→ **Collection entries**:
━━━━━━

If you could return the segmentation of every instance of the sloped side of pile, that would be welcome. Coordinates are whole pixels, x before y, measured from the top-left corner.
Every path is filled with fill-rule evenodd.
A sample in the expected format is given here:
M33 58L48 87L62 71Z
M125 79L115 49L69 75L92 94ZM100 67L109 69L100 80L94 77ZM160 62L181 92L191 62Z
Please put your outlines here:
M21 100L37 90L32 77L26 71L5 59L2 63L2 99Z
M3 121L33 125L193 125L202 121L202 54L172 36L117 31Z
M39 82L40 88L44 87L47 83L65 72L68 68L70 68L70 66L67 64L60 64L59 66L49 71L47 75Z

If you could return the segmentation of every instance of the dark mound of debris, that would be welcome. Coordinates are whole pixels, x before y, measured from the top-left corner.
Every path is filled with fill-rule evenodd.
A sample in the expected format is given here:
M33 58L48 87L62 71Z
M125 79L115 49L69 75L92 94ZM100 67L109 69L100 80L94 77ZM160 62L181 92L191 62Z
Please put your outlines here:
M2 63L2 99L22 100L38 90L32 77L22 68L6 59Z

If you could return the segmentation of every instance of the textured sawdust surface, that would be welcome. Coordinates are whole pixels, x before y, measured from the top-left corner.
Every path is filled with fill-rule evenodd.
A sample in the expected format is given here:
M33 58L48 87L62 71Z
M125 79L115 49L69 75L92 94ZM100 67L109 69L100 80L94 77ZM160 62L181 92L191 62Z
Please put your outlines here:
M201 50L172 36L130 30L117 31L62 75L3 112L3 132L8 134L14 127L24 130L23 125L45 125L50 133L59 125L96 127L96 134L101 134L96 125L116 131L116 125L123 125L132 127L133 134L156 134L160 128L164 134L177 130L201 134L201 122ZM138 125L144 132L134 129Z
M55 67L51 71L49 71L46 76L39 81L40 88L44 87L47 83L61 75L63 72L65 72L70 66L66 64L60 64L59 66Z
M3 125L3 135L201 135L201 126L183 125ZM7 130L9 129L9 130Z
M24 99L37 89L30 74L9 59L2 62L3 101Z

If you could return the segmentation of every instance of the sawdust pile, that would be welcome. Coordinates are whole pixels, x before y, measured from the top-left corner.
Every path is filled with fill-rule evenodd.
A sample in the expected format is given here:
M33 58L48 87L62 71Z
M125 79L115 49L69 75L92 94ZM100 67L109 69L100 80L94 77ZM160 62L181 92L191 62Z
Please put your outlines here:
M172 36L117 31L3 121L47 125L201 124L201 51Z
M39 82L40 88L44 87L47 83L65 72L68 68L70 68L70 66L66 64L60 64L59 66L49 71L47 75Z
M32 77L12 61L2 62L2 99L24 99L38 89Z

━━━━━━

→ **EXERCISE INSTRUCTIONS**: Reproduce the entries above in full, verbatim.

→ **TASK ANSWER**:
If you could return the segmentation of every instance of the sloped side of pile, that would be welcome. Coordinates are whole pixels, x before y, measured from the top-left corner.
Every path is filled with fill-rule evenodd.
A sample in the expected format is given here:
M33 58L48 87L62 71Z
M125 79L115 49L69 75L92 94ZM100 67L109 69L100 80L94 77ZM160 62L181 92L191 62Z
Please put your outlines here:
M21 100L37 90L32 77L26 71L5 59L2 63L2 99Z
M3 121L33 125L193 125L202 121L202 54L172 36L117 31Z
M39 82L40 88L44 87L47 83L65 72L68 68L70 68L70 66L67 64L60 64L59 66L49 71L47 75Z

If you could return the segmentation of every instance of the dark mound of debris, that would be welcome. Coordinates are whole pixels, x before y, measured from the top-left corner.
Every path is filled with fill-rule evenodd.
A sample in the expected format is given here:
M33 58L48 87L62 71Z
M125 79L115 49L69 75L92 94ZM100 67L109 69L100 80L94 77ZM160 62L181 92L191 62Z
Please put your outlines here:
M2 63L2 99L22 100L38 90L32 77L22 68L6 59Z

If you could return the segmentation of every instance of the textured sawdust surface, that would be welcome. Coordinates are whole pixels, x before y, measured from the top-left corner.
Every path is filled with fill-rule evenodd.
A sample in the expected format is given here:
M33 58L48 87L62 71Z
M125 79L115 49L69 75L92 94ZM100 67L109 69L100 80L94 77ZM160 62L181 92L191 62Z
Please put your outlines here:
M201 50L172 36L130 30L117 31L62 75L3 112L3 132L8 134L14 127L24 130L23 125L45 125L50 133L59 125L96 127L96 134L101 134L96 125L116 131L116 125L123 125L132 127L133 134L156 134L160 128L164 134L177 130L201 134L201 122ZM138 125L144 132L134 129Z
M55 67L51 71L49 71L46 76L39 81L40 88L44 87L47 83L61 75L63 72L65 72L70 66L66 64L60 64L59 66Z
M3 125L3 135L201 135L201 126L183 125ZM7 130L9 129L9 130Z
M24 99L37 89L30 74L9 59L2 62L3 101Z

If you could return the segmentation of every instance of the sawdust pile, that would be welcome. Coordinates are whole pixels, x before y, measured from the top-left corner.
Every path is filled with fill-rule evenodd.
A sample in the expected format is given here:
M33 58L48 87L62 71Z
M125 79L115 49L69 75L92 94ZM100 67L109 69L100 80L94 77ZM160 62L181 92L191 62Z
Please put your outlines here:
M172 36L117 31L3 121L47 125L201 124L201 51Z
M39 82L40 88L44 87L47 83L65 72L68 68L70 68L70 66L66 64L60 64L59 66L49 71L47 75Z
M32 77L12 61L2 62L2 99L24 99L38 89Z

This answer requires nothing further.